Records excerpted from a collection

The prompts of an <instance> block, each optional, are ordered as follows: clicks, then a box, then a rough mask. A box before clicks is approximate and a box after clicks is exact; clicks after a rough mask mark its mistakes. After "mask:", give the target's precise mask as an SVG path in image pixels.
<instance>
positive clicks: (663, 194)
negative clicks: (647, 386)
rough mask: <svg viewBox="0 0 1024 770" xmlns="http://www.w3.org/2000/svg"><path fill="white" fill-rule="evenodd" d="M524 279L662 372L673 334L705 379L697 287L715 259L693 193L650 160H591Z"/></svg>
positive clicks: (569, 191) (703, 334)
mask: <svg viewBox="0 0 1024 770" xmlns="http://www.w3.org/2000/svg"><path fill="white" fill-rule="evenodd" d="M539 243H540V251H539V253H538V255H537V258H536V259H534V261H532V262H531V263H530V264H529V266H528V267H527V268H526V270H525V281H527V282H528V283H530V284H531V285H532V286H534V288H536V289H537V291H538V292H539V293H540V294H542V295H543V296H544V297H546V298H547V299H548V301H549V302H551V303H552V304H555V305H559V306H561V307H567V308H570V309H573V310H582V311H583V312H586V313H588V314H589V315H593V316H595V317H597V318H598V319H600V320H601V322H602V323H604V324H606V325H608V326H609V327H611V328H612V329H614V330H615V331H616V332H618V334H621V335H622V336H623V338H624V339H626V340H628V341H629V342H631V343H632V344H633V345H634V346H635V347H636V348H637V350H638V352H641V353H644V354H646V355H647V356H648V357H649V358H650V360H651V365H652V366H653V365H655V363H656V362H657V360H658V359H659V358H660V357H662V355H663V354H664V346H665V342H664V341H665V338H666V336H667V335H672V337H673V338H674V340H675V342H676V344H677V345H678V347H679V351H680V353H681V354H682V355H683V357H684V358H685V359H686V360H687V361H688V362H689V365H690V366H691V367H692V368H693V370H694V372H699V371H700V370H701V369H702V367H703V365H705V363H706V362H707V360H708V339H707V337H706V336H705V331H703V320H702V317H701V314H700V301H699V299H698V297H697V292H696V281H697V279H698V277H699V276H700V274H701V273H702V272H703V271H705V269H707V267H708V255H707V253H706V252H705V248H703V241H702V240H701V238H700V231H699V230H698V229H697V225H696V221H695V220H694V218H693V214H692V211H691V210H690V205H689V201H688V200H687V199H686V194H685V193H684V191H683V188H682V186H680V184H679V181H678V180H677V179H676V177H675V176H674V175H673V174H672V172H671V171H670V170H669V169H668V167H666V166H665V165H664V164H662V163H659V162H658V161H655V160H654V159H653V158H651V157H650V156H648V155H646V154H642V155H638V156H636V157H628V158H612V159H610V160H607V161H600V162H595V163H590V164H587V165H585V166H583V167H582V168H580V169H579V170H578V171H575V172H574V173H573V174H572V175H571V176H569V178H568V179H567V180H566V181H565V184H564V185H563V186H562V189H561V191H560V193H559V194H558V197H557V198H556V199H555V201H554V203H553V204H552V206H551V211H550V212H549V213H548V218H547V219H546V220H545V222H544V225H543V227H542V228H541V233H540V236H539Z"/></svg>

_What the exercise asks_: Please give back the records exactly as written, beginning at the first line and including the line that holds "positive clicks: (663, 194)" as the last.

_Response to the exercise_:
The prompts of an <instance> block, each optional, are ordered as follows: clicks, then a box, then a rough mask. A box before clicks is approximate and a box after clicks is exact; clicks after a rough mask mark its mistakes. After "mask:", give the target's precise mask as an SVG path in image pixels.
<instance>
positive clicks: (663, 194)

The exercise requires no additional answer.